## Alıntı metin
# # # #
İSLAM'DA KADIN HAKLARI
Düşünce – İslam Hukukunda Kadın Hakları / Drs.Mustafa ÖZCAN
Bir önceki sayımızda bir davada şahitlik etmekte temel prensip olarak iki erkeğin şahitliğinin söz konusu olduğu, şahitliklerin kadın ve erkekten oluşması halinde bir erkeğin yanında iki kadının bulunması gerektiği hususundan söz edilmişti. Bu sayıda bu hükmün sebep ve gerekçelerini ele alacağız.
Kadının şahitliği meselesinde akla şöyle bir soru gelebilir: Islam hukukunda bir erkeğin yanında tek kadının şahitliği niçin yeterli görülmemiştir.? Bu soruyu şu sorular da izler: Erkekle beraber şahitlik edecek kadının yanında bir kadın daha bulunması niçin gerekli görül-müştür.? Insan olmakta kadın erkeğe eşit değil midir? Kur’anda: “Biz insanoğlunu şerefli kıldık” (1) buyurulmuştur. Bu özellikte kadın ve erkek ortak değil midir? Şahitlikte bu ayrıcalık nedendir?
# # # #
## Verilen bilgiler
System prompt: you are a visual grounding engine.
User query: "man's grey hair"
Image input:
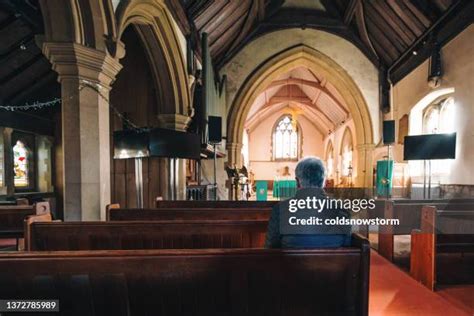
# # # #
## Yapılacak iş
Alıntı metne göre şahitler kadın ve erkekten oluşuyorsa bir erkeğin yanında kaç kadın bulunmalı?

## Beklenen yanıt
İki kadın.